Passage to read: Begin

ERIE, Pa. — Penn State Behrend awarded nearly 650 degrees at the college’s spring commencement program, held May 8 at Erie Insurance Arena.
“Today is a celebration,” said the commencement speaker, Tiffany Beers, who earned a degree in plastics engineering technology at Behrend in 2002. “Tomorrow is where it gets real.”
Beers worked at Nike, Tesla and Logitech before moving to VF Corp., where she is vice president of enterprise innovation. She develops products for 10 global brands, including The North Face, Timberland and Vans.
She encouraged the new graduates to plot their own course in life.
“You do not need the whole map,” she said. “You need a way to keep moving when the path isn’t clear. And the best one I know is a maker’s way through uncertainty: Start somewhere, learn fast, and keep building.”
Beers has built her career by embracing, and creating, technology. She helped to invent the Nike Mag — the self-lacing “Back to the Future” shoe.
She encouraged the graduates to trust their instincts as the technology around them shifts.
“I can tell you from the inside: The most sophisticated systems we built could not tell us why something mattered. That part was always human.
“Technology can accelerate work,” she said. “It cannot replace judgment. It cannot replace values. It cannot replace responsibility. Those are yours. Protect them.”
The Class of 2026 had been led onto the arena floor by student marshals — the students with the highest grade-point average in each of Behrend’s academic schools.
This year’s marshals were:
- Ramiro Becerra Jr., of Erie, who represented the School of Humanities and Social Sciences.
- Owen Grubbs, of Ohioville, who represented the Schreyer Honors College.
- Lillie Holt, of West Middlesex, who represented the Black School of Business.
- Alexander Irwin, of Erie, who represented the School of Science.
- Lindsey Pawlawksi, of Pittsburgh, who represented the School of Engineering.
- Jacob Rey, of Shrewsbury, who represented the Fox Graduate School.
The faculty address was delivered by Lynne Beaty, associate professor of biology. She used the example of the pebble toad — a small animal that flings itself down the mountainside when attacked — to share her perspective on adaptability.
“Sometimes, the cost of waiting becomes greater than the risk of acting,” Beaty said. “That is when adaptation matters most.
“For the pebble toad, that adaptation is rolling down a cliff,” she said. “For you, it might be changing direction, taking a different opportunity, or moving forward without having every variable resolved.
“The uncertainty you’re stepping into is not just a risk,” she said. “It is an opportunity. It is what allows new paths and new directions to exist at all.”

Passage to read: End
Extracted data: Begin

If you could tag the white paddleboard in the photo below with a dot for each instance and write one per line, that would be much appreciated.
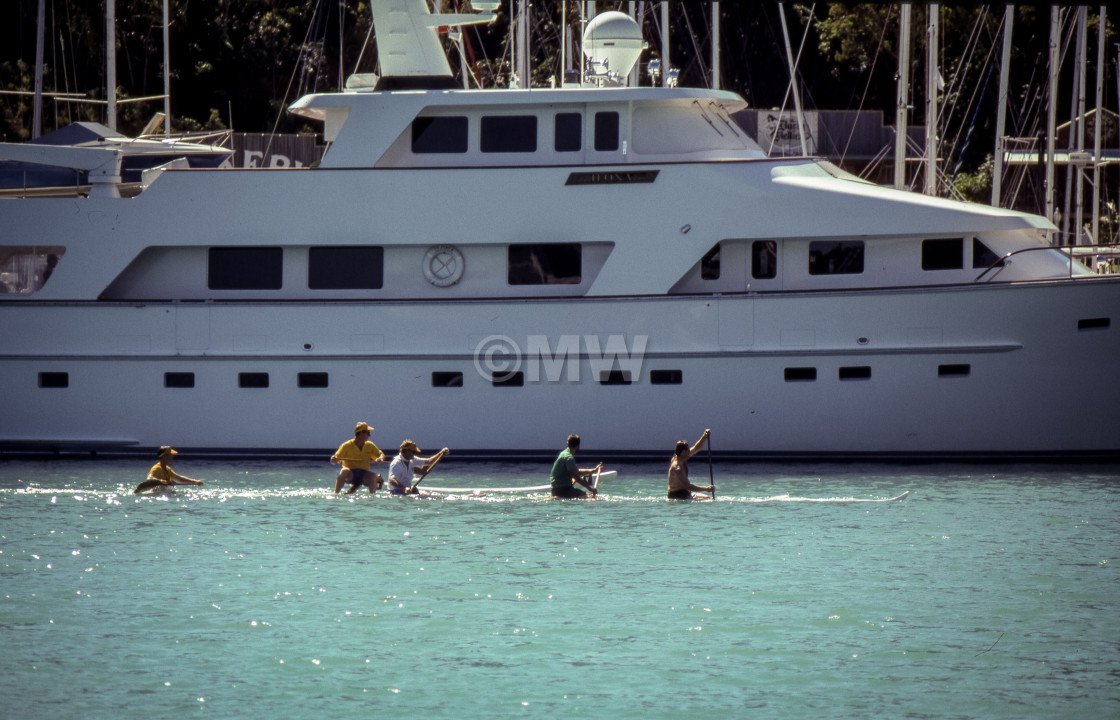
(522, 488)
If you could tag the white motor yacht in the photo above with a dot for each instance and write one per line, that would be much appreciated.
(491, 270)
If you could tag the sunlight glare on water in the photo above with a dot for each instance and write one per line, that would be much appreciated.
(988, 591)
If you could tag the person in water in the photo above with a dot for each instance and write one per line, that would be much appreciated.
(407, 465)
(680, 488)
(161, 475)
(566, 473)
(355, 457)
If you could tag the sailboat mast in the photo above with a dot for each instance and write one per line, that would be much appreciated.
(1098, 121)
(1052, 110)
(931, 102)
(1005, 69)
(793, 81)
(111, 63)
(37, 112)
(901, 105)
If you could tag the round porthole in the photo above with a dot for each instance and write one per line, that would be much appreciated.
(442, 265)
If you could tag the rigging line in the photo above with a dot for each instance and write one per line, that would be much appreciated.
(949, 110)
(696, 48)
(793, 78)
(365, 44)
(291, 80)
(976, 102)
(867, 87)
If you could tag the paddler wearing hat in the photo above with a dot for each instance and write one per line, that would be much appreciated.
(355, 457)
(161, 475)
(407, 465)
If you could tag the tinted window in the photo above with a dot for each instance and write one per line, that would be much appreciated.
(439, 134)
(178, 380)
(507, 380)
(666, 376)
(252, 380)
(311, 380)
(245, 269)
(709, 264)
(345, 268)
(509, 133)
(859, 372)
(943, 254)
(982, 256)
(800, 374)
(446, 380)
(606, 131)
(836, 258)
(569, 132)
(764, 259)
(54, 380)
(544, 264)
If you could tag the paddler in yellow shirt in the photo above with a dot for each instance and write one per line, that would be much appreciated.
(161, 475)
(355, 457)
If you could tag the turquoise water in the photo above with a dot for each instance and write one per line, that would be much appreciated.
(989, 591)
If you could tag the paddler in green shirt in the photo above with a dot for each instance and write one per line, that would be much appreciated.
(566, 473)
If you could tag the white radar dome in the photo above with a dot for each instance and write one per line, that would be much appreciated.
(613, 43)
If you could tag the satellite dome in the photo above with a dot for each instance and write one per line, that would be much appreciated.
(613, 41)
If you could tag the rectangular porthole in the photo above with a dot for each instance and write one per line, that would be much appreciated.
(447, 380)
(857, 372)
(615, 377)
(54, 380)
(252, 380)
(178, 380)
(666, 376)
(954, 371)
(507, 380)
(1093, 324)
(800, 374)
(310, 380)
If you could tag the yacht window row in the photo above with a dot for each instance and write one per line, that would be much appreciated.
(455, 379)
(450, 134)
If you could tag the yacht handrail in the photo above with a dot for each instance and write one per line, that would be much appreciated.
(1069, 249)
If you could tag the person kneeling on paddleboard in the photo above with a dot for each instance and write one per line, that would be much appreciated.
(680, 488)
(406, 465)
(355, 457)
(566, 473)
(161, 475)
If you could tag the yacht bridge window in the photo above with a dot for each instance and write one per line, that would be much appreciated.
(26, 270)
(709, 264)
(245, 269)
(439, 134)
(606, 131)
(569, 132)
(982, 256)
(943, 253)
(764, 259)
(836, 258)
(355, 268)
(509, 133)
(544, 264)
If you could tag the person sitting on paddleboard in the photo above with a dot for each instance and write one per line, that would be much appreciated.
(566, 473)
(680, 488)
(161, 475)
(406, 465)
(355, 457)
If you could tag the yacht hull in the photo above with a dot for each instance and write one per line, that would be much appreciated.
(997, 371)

Extracted data: End
Extracted data: Begin

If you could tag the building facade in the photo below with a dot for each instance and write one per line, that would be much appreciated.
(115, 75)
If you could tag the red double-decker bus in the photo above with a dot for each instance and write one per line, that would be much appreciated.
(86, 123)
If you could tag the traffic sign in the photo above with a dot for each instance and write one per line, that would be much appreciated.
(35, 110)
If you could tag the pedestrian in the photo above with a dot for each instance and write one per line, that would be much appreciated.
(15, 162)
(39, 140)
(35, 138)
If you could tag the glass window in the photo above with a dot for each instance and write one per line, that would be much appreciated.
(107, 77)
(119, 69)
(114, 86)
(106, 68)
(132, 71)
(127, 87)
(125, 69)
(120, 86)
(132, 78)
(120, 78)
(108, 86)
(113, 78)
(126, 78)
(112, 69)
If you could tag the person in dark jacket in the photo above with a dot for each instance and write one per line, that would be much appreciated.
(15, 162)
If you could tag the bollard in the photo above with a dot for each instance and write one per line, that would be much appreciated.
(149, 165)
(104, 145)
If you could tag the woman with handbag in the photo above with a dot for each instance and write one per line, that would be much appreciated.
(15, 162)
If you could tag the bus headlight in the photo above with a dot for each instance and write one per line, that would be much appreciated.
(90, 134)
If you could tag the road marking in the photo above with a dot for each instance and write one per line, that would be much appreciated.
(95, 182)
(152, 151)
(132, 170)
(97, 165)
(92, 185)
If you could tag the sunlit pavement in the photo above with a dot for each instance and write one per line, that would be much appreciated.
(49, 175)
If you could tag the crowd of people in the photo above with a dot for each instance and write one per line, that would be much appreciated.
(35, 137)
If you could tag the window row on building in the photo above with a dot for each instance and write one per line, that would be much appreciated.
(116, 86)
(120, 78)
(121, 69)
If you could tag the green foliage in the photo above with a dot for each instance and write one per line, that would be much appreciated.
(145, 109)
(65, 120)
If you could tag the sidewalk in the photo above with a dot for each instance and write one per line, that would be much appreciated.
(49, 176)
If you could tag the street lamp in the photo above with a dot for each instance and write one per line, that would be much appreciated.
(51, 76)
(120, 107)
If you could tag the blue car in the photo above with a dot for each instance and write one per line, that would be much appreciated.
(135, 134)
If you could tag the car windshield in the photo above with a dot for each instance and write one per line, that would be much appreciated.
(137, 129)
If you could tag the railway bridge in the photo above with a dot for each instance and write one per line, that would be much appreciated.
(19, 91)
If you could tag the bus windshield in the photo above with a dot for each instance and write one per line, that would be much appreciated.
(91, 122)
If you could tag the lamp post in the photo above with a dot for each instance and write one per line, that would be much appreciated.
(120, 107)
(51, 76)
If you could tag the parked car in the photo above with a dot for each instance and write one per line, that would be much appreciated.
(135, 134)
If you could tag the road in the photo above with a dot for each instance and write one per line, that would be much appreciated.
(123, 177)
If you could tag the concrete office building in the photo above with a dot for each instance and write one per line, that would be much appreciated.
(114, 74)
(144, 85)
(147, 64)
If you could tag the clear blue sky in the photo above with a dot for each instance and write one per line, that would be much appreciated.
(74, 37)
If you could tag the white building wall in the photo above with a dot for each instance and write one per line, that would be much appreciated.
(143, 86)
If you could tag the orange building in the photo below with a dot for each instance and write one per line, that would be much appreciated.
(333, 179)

Extracted data: End

Work instruction A:
Who were the student marshals named in the commencement article, and which school did each represent?
Work instruction B:
According to the commencement article, what position does Tiffany Beers hold at VF Corp.?

Response box A:
- Ramiro Becerra Jr.: School of Humanities and Social Sciences
- Owen Grubbs: Schreyer Honors College
- Lillie Holt: Black School of Business
- Alexander Irwin: School of Science
- Lindsey Pawlawksi: School of Engineering
- Jacob Rey: Fox Graduate School

Response box B:
She is vice president of enterprise innovation.